Exercise task
Please rescale everything from the line containing "the white plastic" down to the end of the listing below, reproducing every line in that span. Multiply each answer coordinate by 1.85 and round to the nearest whole number, rounding halves up, while leaving every other number as it is.

[Excerpted data start]

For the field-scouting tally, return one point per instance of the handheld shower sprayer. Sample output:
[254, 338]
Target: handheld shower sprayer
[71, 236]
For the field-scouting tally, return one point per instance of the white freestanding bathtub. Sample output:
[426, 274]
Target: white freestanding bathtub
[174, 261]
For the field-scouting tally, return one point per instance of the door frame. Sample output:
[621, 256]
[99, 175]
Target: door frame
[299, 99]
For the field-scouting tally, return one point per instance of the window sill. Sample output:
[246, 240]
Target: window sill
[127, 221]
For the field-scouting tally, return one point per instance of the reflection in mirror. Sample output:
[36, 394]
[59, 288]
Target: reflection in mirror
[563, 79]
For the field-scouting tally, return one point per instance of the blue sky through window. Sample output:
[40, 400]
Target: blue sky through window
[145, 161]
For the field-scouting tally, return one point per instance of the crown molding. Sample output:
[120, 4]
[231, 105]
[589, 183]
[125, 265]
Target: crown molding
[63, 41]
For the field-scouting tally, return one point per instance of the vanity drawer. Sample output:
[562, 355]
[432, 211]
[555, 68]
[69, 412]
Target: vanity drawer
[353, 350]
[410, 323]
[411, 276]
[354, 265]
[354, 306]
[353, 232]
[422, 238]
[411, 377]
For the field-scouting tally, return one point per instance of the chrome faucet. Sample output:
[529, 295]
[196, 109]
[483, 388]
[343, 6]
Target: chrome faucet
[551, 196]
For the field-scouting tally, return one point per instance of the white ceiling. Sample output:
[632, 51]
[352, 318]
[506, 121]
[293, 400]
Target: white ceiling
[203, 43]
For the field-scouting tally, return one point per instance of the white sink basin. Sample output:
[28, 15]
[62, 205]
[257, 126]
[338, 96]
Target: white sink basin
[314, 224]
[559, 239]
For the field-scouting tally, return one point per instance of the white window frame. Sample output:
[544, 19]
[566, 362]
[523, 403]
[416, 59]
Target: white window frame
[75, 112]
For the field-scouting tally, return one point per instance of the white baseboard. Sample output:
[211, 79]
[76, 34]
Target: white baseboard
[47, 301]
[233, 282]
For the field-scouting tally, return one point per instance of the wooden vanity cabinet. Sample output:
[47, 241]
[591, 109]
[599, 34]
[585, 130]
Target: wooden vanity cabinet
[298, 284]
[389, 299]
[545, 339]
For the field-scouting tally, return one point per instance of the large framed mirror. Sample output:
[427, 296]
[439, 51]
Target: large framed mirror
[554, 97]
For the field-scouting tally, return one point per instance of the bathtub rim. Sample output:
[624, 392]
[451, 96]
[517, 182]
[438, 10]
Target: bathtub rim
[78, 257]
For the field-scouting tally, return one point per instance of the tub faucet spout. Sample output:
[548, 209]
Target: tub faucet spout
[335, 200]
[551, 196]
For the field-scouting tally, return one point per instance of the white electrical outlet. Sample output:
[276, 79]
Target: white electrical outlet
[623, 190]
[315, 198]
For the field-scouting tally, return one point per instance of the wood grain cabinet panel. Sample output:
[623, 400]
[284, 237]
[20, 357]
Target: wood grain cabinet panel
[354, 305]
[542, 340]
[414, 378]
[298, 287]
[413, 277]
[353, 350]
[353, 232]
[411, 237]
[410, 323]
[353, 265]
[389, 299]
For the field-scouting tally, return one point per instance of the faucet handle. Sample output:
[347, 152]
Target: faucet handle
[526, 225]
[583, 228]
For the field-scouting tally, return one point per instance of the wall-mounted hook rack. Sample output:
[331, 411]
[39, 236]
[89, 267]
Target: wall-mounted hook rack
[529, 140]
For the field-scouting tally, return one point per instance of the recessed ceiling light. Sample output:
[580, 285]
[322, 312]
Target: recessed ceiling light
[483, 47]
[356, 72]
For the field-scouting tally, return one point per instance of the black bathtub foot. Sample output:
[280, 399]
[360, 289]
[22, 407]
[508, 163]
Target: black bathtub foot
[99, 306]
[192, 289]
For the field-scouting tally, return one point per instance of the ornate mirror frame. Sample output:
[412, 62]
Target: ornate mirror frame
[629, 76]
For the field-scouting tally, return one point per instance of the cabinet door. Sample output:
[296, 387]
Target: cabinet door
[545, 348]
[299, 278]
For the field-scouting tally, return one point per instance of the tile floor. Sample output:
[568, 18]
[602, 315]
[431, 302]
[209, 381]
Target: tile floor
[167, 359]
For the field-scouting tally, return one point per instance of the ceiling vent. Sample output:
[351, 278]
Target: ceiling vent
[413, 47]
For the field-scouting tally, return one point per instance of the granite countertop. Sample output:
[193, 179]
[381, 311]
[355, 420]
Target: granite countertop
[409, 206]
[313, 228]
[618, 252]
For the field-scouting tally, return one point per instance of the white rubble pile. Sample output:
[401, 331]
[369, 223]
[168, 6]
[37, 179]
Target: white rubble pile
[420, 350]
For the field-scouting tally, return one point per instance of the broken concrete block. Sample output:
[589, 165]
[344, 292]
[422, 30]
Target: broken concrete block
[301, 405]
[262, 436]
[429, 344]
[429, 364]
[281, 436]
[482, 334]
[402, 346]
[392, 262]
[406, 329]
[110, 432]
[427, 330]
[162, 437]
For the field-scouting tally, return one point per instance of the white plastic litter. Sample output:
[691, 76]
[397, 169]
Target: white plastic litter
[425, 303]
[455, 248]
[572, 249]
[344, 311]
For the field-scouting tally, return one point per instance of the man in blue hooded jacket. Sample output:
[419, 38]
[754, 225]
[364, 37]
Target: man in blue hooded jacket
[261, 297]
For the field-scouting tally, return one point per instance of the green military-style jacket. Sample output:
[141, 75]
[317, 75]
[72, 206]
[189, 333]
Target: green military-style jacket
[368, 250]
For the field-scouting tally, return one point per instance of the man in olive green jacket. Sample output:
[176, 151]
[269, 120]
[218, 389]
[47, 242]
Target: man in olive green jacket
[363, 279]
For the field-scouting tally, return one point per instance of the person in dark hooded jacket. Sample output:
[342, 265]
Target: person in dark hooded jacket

[Excerpted data end]

Answer to the exercise
For the field-scouting tally, return one point per instance of the white plastic litter. Sample output:
[691, 76]
[397, 169]
Target: white plastic litter
[786, 561]
[842, 459]
[1058, 461]
[636, 575]
For the field-scouting tally, return one point per instance of the man in blue hooded jacket. Sample output:
[419, 38]
[754, 225]
[364, 37]
Target: man in blue hooded jacket
[483, 549]
For the field-scouting tally, return one point per instance of the green military-style jacket. Sample output:
[141, 75]
[317, 75]
[72, 206]
[189, 333]
Target: green military-style jacket
[681, 463]
For the field-scouting tally, return one point per instance of the man in olive green jacket. Sample output:
[176, 151]
[269, 120]
[218, 389]
[47, 242]
Target: man in olive green jacket
[672, 516]
For the field-scouting tally, return one point per instance of the person in dark hooded jacket. Sample output:
[342, 265]
Target: person in dark hooded jacket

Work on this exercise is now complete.